╭─ Page
Later in the show, we'll hear highlights from our April Get Lit with All Of It event with author Stephen Graham Jones. His slasher novel is called My Heart is a Chainsaw. All Of It producers Jordan Lauf and Simon Close hosted and they were also joined by this month's special musical guest, rapper Frank Waln, so we'll get to hear some of his performance as well. That's the plan so let's get this hour started with a trip to the Opera.
[MUSIC-El Niño]
Kate Hinds: That is from the Opera El Niño, which is playing now through May 17th at the Metropolitan Opera. It was written in the year 2000 to celebrate the new millennium. Composer John Adams, along with librettist Peter Sellars, adapted the story of the Nativity, the Immaculate Conception of the Virgin Mary, and the Birth and Infancy of Jesus. Now the production is getting a dazzlingly, colorful and rich treatment at one of the biggest institutions in classical music courtesy of Director Lileana Blain-Cruz. Not only is it her Met Opera debut, but it's also the first time that a Metropolitan Opera production has been solo directed by a Black woman.
╰─
Aim »
List each person the transcript names along with a role or title, and give that role. The entries that come next have no connection to the transcript.
╭─ Data provided
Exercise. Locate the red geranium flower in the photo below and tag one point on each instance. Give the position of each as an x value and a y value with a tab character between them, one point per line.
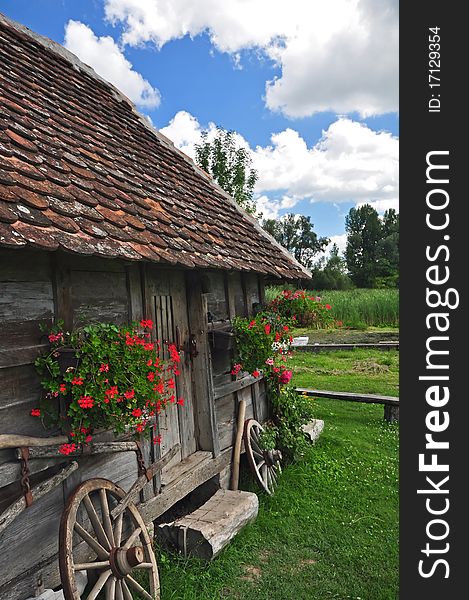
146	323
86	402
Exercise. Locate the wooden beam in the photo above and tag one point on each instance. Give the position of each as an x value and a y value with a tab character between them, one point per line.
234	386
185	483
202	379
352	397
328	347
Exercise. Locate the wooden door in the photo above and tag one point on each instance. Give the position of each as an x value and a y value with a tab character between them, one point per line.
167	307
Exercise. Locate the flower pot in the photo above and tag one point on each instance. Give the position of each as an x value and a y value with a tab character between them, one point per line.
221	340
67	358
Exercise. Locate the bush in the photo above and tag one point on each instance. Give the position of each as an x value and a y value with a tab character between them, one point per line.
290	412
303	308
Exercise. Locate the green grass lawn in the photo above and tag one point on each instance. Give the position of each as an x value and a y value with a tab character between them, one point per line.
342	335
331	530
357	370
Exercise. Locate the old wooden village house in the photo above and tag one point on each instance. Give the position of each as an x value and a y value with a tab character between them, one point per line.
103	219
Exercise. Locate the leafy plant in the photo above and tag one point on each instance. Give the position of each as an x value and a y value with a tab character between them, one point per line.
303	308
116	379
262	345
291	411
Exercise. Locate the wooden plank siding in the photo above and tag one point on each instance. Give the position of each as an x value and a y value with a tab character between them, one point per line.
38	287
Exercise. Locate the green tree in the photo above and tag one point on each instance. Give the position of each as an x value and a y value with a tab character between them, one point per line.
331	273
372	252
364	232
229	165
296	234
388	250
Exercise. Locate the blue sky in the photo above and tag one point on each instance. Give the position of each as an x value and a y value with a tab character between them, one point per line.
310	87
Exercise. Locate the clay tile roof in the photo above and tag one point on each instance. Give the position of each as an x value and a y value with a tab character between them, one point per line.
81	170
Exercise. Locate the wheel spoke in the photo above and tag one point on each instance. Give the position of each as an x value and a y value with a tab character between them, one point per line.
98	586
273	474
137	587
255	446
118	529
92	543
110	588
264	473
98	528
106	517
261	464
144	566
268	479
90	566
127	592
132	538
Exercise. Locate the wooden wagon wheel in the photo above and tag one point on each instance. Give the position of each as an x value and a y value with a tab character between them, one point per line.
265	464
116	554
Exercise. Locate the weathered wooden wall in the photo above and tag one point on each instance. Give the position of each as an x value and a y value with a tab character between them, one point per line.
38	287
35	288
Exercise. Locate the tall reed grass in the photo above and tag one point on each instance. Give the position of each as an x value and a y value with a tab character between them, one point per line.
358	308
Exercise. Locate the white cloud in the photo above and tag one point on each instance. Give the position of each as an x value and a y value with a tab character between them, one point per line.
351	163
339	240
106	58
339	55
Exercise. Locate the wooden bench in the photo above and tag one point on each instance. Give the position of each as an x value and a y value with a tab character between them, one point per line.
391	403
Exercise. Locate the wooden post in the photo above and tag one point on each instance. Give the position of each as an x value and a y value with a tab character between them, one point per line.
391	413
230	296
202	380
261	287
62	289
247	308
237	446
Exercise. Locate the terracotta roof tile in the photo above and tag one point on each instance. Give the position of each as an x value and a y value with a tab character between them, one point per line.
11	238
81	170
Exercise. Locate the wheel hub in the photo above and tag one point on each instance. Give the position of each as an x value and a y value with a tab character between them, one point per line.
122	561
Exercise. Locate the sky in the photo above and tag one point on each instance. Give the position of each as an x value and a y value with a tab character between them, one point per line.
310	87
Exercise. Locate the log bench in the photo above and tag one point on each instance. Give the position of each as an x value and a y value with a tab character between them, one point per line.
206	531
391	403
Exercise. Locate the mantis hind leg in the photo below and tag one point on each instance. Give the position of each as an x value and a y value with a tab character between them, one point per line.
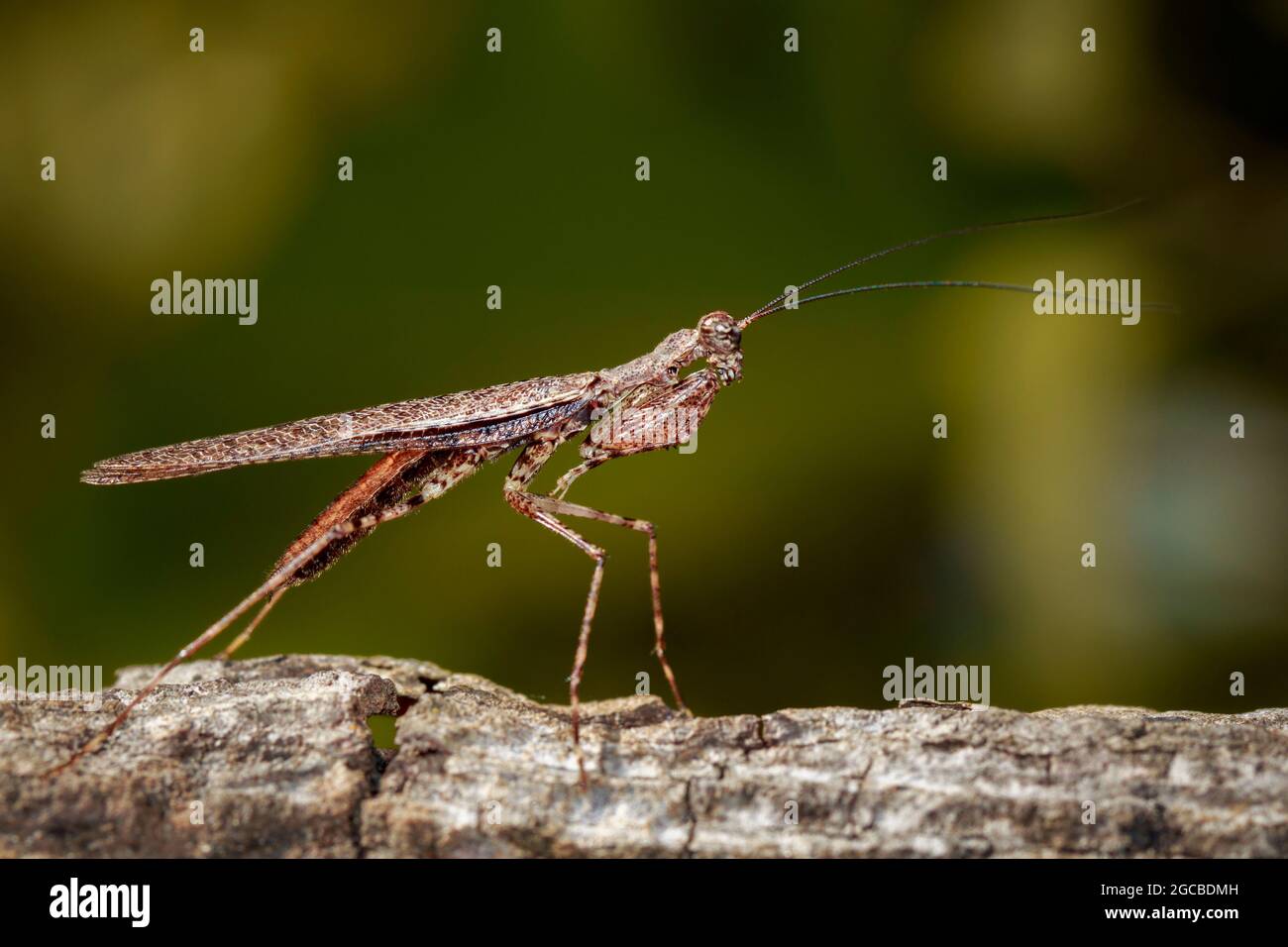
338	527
╰─
Exercise output »
- Stephen Graham Jones: author
- Jordan Lauf: All Of It producer
- Simon Close: All Of It producer
- Frank Waln: rapper
- John Adams: composer
- Peter Sellars: librettist
- Lileana Blain-Cruz: director